=== What you are asked to do ===
All entries must be set down once more, precisely as given.

Data excerpts:

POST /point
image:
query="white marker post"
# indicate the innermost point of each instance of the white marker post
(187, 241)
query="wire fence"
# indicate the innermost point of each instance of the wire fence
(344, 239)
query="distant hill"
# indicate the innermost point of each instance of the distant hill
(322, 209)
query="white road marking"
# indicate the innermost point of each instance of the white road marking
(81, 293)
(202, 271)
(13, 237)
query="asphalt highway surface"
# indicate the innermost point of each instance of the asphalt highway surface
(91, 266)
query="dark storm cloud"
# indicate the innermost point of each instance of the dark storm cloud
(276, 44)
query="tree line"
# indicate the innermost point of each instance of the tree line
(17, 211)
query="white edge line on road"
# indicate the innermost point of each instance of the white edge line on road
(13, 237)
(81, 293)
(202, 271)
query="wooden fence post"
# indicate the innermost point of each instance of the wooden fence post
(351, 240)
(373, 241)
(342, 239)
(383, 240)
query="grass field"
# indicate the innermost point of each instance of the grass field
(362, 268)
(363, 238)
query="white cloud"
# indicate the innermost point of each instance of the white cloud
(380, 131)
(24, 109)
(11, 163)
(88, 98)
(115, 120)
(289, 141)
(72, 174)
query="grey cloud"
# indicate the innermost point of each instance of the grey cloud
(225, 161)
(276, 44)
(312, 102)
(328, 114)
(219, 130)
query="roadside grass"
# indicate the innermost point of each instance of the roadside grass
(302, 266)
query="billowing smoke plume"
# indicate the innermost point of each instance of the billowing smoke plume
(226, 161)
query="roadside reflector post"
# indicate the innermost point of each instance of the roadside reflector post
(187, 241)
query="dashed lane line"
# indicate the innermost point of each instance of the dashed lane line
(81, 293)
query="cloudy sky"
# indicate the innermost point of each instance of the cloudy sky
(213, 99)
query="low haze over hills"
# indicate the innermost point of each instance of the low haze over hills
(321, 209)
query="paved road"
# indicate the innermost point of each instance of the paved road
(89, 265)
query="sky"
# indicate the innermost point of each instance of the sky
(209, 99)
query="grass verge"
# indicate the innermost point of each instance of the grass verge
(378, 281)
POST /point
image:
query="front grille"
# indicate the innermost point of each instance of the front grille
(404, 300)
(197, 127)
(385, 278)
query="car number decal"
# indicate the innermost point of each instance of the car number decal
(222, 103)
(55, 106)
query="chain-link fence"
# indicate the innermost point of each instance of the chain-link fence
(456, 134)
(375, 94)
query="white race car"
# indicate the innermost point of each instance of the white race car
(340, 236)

=== The answer ===
POST /point
image:
query="white marker post"
# indicate the innermost point of each instance of the white marker post
(187, 241)
query="wire fence"
# indicate the innermost point of each instance of the wire fence
(344, 239)
query="distant hill"
# indicate the innermost point of each instance of the distant hill
(322, 209)
query="white road marking"
# indicate the innermost point of each instance of the white road marking
(81, 293)
(202, 271)
(13, 237)
query="asphalt highway surface"
# indicate the innermost point of each instance of the asphalt highway surface
(91, 266)
query="dark storm cloud"
# indicate the innermost point of each instance of the dark storm cloud
(276, 44)
query="tree line"
# indicate the innermost point of each instance of the tree line
(17, 211)
query="white edge line on road"
# indicate the innermost point of each instance of the white edge line on road
(13, 237)
(81, 293)
(202, 271)
query="wooden fence post"
# indicate the innermost point of each instance of the wooden fence post
(351, 240)
(373, 241)
(342, 239)
(383, 240)
query="grass field"
# indicate the innermost point of each instance of the grass field
(362, 268)
(363, 238)
query="white cloud"
# indicate the innermost point of each instance of the white cloud
(380, 131)
(24, 109)
(11, 163)
(88, 98)
(115, 120)
(289, 141)
(72, 174)
query="grey cloud"
# indicate the innermost point of each instance of the grey cloud
(225, 161)
(276, 44)
(312, 102)
(328, 114)
(219, 130)
query="roadside grass"
# indicate the innermost point of each instance of the roadside grass
(302, 266)
query="billowing smoke plume"
# indicate the innermost point of each instance of the billowing smoke plume
(226, 161)
query="roadside reflector post"
# indicate the innermost point of each instance of the roadside reflector post
(187, 241)
query="dashed lane line"
# indicate the innermost point of each instance of the dashed lane line
(81, 293)
query="cloudy sky"
# indicate the innermost point of each instance of the cloudy sky
(213, 99)
query="low haze over hills"
# indicate the innermost point of each instance of the low haze over hills
(321, 209)
query="paved road"
# indicate the innermost point of each instance of the paved road
(89, 265)
query="sky"
# indicate the innermost point of each instance of the sky
(209, 99)
query="grass verge"
# indicate the innermost point of each instance of the grass verge
(378, 281)
POST /point
image:
query="front grille"
# indicate the innermost point of each instance of the front grille
(404, 300)
(197, 127)
(385, 278)
query="car number decal"
# indicate the innermost point of each instance of the car number decal
(222, 103)
(55, 106)
query="chain-link fence"
# indicate the innermost point of each instance of the chain-link fence
(456, 134)
(375, 94)
query="white race car"
# indicate the innermost point of each instance of the white race car
(340, 236)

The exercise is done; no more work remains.